## DATA LISTING
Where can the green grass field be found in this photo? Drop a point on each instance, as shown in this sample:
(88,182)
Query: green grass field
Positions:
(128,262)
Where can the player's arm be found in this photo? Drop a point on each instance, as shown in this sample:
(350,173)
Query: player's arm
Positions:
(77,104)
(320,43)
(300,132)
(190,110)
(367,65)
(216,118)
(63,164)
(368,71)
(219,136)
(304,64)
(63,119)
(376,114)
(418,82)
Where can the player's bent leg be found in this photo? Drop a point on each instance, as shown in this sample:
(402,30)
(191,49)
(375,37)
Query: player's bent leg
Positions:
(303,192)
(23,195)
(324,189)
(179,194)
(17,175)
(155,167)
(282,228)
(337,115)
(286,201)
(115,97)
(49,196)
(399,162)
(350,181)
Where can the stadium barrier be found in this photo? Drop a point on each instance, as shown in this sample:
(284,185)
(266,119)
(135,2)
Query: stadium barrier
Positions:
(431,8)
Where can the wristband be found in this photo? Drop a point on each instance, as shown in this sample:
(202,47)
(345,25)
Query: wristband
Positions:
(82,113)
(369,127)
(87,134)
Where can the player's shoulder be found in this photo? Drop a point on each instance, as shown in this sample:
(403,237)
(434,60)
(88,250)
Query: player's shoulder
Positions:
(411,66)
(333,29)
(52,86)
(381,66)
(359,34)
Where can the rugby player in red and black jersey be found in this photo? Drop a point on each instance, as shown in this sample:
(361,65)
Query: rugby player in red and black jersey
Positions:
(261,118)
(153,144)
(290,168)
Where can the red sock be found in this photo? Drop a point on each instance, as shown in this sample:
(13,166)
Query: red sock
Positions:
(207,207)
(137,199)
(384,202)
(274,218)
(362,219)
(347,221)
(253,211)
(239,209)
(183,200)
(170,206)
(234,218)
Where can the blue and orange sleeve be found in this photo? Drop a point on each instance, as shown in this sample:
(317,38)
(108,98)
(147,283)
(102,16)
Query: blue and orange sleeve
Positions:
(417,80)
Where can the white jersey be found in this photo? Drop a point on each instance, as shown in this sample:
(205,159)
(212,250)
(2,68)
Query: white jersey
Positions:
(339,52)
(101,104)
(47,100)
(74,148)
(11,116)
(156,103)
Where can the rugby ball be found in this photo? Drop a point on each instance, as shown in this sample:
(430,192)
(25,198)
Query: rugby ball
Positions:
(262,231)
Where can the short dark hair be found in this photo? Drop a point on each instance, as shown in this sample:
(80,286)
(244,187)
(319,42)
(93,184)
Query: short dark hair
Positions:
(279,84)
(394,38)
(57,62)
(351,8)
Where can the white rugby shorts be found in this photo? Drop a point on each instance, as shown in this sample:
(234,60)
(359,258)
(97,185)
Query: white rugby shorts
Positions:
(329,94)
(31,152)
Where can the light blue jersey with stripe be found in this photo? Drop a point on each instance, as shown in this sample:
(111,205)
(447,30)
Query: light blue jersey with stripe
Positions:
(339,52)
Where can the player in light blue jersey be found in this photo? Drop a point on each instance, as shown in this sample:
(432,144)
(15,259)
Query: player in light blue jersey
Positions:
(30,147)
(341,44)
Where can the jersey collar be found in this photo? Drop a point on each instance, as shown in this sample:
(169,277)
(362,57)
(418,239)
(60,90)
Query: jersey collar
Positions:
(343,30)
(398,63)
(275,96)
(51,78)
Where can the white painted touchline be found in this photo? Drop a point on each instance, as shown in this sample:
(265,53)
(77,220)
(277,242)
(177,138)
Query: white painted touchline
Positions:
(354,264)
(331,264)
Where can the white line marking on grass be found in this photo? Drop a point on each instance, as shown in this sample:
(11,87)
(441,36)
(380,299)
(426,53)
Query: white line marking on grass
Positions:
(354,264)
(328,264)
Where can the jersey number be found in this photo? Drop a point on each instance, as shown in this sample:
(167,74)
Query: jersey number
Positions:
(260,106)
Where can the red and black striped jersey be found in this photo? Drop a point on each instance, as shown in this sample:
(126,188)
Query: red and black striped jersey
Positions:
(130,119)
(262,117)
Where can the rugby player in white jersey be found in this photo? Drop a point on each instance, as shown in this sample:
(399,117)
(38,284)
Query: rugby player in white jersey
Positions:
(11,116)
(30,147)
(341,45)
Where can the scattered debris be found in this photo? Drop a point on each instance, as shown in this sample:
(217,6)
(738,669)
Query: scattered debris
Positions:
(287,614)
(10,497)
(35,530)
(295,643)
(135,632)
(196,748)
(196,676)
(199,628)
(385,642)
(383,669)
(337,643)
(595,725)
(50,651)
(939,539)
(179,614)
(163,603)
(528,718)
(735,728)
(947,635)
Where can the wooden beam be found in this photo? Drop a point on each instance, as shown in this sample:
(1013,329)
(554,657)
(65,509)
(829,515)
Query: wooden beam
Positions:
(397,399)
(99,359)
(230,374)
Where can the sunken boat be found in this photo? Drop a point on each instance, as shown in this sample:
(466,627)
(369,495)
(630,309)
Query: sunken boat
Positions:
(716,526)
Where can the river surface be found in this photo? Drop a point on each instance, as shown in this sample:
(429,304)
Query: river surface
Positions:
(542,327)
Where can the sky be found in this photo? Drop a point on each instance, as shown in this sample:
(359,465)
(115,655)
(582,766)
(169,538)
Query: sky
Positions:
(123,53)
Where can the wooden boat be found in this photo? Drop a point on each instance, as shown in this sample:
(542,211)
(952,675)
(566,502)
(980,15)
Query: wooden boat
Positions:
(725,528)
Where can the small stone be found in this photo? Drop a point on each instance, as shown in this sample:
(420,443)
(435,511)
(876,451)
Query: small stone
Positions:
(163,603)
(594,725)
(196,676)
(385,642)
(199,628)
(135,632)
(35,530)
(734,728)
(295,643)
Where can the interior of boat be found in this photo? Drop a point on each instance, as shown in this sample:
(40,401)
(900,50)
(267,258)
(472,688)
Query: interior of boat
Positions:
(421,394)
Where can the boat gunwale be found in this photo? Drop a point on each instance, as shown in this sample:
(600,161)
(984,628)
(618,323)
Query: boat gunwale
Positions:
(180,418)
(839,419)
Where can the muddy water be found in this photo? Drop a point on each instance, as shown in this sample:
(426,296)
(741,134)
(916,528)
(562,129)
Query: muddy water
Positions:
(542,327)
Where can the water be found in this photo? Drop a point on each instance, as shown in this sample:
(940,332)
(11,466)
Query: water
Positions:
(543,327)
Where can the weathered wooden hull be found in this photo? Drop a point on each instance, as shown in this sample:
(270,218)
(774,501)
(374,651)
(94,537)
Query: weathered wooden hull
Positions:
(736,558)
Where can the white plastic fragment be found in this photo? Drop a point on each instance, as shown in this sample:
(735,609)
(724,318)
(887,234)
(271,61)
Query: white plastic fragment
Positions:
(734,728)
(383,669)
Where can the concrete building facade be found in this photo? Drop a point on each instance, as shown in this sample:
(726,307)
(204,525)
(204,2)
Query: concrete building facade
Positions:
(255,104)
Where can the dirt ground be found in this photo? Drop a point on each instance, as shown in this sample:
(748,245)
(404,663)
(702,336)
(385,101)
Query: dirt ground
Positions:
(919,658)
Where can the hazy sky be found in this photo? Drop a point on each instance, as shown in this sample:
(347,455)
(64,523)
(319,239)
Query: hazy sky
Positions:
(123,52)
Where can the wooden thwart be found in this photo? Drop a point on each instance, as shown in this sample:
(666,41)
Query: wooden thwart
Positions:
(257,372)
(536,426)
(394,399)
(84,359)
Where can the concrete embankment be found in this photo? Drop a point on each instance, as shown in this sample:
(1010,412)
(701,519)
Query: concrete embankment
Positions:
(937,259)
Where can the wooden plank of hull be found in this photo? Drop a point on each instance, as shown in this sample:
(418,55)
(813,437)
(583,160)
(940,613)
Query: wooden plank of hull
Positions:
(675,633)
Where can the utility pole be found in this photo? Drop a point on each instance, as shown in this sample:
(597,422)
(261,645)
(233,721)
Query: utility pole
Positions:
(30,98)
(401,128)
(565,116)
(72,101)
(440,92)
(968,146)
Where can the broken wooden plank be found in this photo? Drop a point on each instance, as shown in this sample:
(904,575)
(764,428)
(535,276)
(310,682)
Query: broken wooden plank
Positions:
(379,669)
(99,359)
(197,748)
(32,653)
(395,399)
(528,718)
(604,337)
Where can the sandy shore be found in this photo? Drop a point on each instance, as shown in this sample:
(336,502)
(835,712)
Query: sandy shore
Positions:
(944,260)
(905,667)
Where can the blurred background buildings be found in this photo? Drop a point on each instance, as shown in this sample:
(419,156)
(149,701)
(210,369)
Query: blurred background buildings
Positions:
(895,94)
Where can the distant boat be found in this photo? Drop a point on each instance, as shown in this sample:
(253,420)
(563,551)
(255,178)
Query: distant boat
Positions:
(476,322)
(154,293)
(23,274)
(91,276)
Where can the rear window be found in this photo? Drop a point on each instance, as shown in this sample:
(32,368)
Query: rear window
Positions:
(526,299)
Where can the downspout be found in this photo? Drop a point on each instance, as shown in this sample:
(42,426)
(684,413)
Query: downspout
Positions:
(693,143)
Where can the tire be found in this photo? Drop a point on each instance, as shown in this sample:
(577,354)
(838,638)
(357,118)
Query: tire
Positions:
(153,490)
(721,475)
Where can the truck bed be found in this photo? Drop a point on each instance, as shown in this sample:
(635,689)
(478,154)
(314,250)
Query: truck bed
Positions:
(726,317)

## EXERCISE PROMPT
Give again, exactly as written, every line from the first one above through the line that has "Query: player's bent leg" in it.

## RESPONSE FOR THIS EXERCISE
Where can the green grass field be found in this photo? Drop a point on each instance, as shown in this sample:
(88,182)
Query: green grass field
Positions:
(128,262)
Where can the player's arm be found in this photo? Drop a point on each instance, as shown in this sample:
(350,173)
Query: player's arm
Positions:
(77,104)
(320,43)
(300,132)
(190,110)
(367,65)
(216,118)
(63,164)
(368,71)
(219,136)
(304,64)
(63,119)
(376,114)
(418,82)
Where can the player's bent leg be found in this photo? Drop a point on each instance, as shown in this sample:
(402,30)
(191,49)
(375,37)
Query: player's bent leg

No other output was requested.